Omicidio stradale: cosa prevede la legge

Omicidio stradale: cosa prevede la legge

L’omicidio stradale è un nuovo reato grave previsto dal diritto penale italiano. Con la legge n. 41 del 23 marzo 2016, le conseguenze penali derivanti dall’omicidio stradale sono profondamente cambiate: ecco come.

Gli anni di reclusione previsti per il reato di omicidio stradale

Dopo aver visto insieme quali sono le possibili variabili dell’omicidio stradale, affrontiamo ora l’argomento relativo alle conseguenze penali che ne derivano.

 L’omicidio stradale è punito con la reclusione che, nel caso più grave, può arrivare fino a 18 anni di carcere.

Vediamo nel dettaglio i casi in maniera schematica:

  • Reclusione da 2 a 7 anni nell’ipotesi base di omicidio colposo commesso con violazione del Codice della Strada;
  • Reclusione da 5 a 10 anni se l’omicidio stradale colposo è commesso dal conducente non professionale di un veicolo in stato di ebbrezza alcolica media (tasso alcolemico compreso tra 0,8 e 1,5 grammi per litro), oppure se commesso in violazione delle specifiche norme del codice della strada riguardanti l’eccesso di velocità, l’attraversamento di un incrocio con semaforo rosso, la circolazione contromano, l’inversione del senso di marcia in prossimità o corrispondenza di intersezioni, curve o dossi, il sorpasso di un altro mezzo in corrispondenza di un attraversamento pedonale o di linea continua di mezzeria.
  • Reclusione da 8 a 12 anni nel caso in cui l’omicidio stradale colposo sia commesso da conducente non professionale di un veicolo il quale lo commetta in stato di ebbrezza alcolica grave, ovvero con  tasso alcolemico superiore a 1,5 grammi per litro; alla stessa pena soggiaciono i conducenti professionali nel caso si pongano alla guida in stato di ebbrezza media (compresa cioè tra gli 0,8 g/l e l’1,5 g/l). La pena è la medesima per ogni tipo di conducente che si ponga alla guida e commetta un omicidio in stato di alterazione psicofisica conseguente all’assunzione di sostanze stupefacenti o psicotrope.
= = = =
Puoi proseguire il testo sull'omicidio stradale a partire dall'ultima frase riportata? I record che seguono non servono per questo lavoro.

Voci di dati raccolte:
= = = =
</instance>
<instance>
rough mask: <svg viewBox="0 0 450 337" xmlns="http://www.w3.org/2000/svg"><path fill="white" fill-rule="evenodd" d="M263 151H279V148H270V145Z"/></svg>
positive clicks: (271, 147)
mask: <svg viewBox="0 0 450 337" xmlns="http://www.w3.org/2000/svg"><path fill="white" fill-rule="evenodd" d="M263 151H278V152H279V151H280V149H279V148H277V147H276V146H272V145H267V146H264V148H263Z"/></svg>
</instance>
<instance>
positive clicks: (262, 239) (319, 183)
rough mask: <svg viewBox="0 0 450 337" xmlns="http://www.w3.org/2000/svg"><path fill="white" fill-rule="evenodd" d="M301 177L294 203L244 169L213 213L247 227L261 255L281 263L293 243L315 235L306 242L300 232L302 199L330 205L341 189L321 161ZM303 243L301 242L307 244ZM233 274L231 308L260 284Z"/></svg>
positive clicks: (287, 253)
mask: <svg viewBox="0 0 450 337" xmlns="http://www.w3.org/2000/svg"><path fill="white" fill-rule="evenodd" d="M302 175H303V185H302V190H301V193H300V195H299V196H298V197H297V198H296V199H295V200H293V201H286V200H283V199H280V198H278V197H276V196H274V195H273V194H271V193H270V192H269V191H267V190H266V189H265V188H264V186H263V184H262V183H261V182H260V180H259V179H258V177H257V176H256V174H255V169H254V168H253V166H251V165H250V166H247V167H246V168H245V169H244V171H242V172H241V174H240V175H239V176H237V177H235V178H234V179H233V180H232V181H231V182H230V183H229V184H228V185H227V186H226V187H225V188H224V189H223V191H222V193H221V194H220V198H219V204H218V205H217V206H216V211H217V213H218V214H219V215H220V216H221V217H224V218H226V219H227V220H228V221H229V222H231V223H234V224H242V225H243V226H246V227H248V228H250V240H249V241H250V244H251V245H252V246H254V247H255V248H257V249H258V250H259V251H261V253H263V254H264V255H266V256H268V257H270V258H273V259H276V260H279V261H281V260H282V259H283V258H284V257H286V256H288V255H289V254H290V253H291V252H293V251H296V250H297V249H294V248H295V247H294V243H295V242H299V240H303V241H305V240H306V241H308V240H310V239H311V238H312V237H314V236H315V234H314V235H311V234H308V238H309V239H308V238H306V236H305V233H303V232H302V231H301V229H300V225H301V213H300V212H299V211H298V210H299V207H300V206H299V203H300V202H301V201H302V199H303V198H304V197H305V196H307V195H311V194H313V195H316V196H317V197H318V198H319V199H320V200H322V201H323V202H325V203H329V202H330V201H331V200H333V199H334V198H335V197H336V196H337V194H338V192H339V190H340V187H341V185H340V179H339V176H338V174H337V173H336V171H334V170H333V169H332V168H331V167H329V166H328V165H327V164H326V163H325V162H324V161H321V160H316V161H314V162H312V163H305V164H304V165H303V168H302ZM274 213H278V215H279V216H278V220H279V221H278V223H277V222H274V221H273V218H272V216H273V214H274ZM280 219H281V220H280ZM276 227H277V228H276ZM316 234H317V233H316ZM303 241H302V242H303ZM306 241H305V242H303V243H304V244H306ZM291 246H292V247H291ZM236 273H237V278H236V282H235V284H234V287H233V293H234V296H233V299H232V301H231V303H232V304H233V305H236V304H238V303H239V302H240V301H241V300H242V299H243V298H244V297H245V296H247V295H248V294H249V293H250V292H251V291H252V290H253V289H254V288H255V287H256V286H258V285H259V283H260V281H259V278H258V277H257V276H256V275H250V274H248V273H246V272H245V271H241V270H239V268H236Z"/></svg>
= = = =
* [Sezione risposta]
Omicidio stradale: quando la pena aumenta

Le possibili aggravanti sono:

  • conducente sprovvisto di patente perchè mai conseguita
  • conducente con patente sospesa o revocata
  • veicolo sprovvisto di assicurazione: in questo caso, però, l’aggravante opera solo nei confronti del conducente se è anche il proprietario del veicolo utilizzato

In questi casi, il responsabile avrà un aumento della pena di un terzo.

Altra aggravante possibile è:

  • la fuga del conducente

In questo caso, invece, la pena è aumentata da un terzo a due terzi e comunque questa non può essere inferiore, complessivamente, a cinque anni.

Ultima aggravante possibile è:

  • cagionare la morte e lesioni a una o più persone

In quest’ultima eventualità, la pena può essere aumentata fino al triplo, e fino a un massimo di 18 anni di carcere.

Quando la pena diminuisce

L’unica attenuante prevista dall’art. 589-bis C.P. è il concorso di colpa: nel caso l’incidente sia avvenuto con il concorso di colpa della vittima stessa o di un altro soggetto, la pena viene diminuita della metà.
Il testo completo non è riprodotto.